* What the exercise asks: Would you write out the records below exactly as given?

START Exercise inputs

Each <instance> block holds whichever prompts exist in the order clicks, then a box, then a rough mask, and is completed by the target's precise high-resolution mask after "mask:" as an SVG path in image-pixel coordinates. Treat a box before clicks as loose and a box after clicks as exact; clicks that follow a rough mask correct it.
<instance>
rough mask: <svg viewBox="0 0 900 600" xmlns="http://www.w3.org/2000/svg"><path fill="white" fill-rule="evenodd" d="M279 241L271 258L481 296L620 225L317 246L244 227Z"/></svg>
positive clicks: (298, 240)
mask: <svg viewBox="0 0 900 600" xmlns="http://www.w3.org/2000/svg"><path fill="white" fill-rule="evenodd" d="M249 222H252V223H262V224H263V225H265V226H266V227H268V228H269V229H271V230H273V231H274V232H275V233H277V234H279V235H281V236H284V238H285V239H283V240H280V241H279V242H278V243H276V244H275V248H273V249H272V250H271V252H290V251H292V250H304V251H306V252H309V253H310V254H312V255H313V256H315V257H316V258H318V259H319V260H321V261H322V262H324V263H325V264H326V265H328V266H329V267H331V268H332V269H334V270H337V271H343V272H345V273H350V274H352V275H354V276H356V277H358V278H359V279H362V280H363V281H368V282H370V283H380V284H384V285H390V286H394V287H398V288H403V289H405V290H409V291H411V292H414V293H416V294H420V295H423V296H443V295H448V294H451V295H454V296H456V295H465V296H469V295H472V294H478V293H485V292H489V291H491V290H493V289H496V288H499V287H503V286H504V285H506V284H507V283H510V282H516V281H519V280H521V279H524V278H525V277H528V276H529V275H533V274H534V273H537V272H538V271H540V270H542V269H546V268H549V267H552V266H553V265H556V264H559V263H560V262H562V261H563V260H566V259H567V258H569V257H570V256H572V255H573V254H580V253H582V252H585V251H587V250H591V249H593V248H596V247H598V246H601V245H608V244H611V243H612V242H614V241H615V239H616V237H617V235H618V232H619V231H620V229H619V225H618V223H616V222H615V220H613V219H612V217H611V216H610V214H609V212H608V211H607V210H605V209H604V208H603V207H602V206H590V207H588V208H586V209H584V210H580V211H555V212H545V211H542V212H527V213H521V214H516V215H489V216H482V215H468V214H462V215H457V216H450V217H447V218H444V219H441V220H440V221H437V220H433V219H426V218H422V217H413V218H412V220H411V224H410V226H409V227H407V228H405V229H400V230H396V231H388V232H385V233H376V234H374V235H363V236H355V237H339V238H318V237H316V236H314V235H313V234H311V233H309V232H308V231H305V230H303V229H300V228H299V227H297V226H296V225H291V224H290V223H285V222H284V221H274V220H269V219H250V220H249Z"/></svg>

END Exercise inputs

* Solution for this exercise:
Each <instance> block holds whichever prompts exist in the order clicks, then a box, then a rough mask, and is completed by the target's precise high-resolution mask after "mask:" as an SVG path in image-pixel coordinates. Treat a box before clicks as loose and a box after clicks as exact; clicks that follow a rough mask correct it.
<instance>
rough mask: <svg viewBox="0 0 900 600" xmlns="http://www.w3.org/2000/svg"><path fill="white" fill-rule="evenodd" d="M279 241L271 258L481 296L620 225L317 246L244 227Z"/></svg>
positive clicks: (298, 240)
mask: <svg viewBox="0 0 900 600" xmlns="http://www.w3.org/2000/svg"><path fill="white" fill-rule="evenodd" d="M249 222H252V223H262V224H263V225H265V226H266V227H268V228H269V229H271V230H273V231H274V232H275V233H277V234H279V235H281V236H284V238H285V239H283V240H280V241H279V242H278V243H276V244H275V248H273V249H272V250H271V252H290V251H292V250H304V251H306V252H309V253H310V254H312V255H313V256H315V257H316V258H318V259H319V260H321V261H322V262H324V263H325V264H326V265H328V266H329V267H331V268H332V269H334V270H337V271H343V272H345V273H350V274H352V275H354V276H356V277H358V278H359V279H362V280H363V281H368V282H370V283H380V284H384V285H390V286H394V287H398V288H403V289H405V290H409V291H411V292H414V293H416V294H420V295H423V296H443V295H448V294H451V295H454V296H456V295H465V296H469V295H472V294H478V293H485V292H489V291H491V290H493V289H496V288H499V287H503V286H504V285H506V284H507V283H510V282H516V281H519V280H521V279H524V278H525V277H528V276H529V275H533V274H534V273H537V272H538V271H540V270H542V269H546V268H549V267H552V266H553V265H556V264H559V263H560V262H562V261H563V260H566V259H567V258H569V257H570V256H572V255H573V254H580V253H582V252H585V251H587V250H591V249H593V248H596V247H598V246H601V245H608V244H611V243H612V242H614V241H615V239H616V237H617V235H618V232H619V231H620V229H619V225H618V223H616V222H615V220H613V219H612V217H611V216H610V214H609V212H608V211H607V210H605V209H604V208H603V207H602V206H590V207H588V208H586V209H584V210H580V211H555V212H545V211H542V212H527V213H521V214H516V215H489V216H482V215H468V214H462V215H457V216H450V217H447V218H444V219H441V220H440V221H437V220H433V219H426V218H422V217H413V218H412V220H411V224H410V226H409V227H407V228H405V229H400V230H396V231H388V232H385V233H376V234H374V235H363V236H355V237H339V238H318V237H316V236H314V235H313V234H311V233H309V232H308V231H305V230H303V229H300V228H299V227H297V226H296V225H291V224H290V223H285V222H284V221H274V220H269V219H250V220H249Z"/></svg>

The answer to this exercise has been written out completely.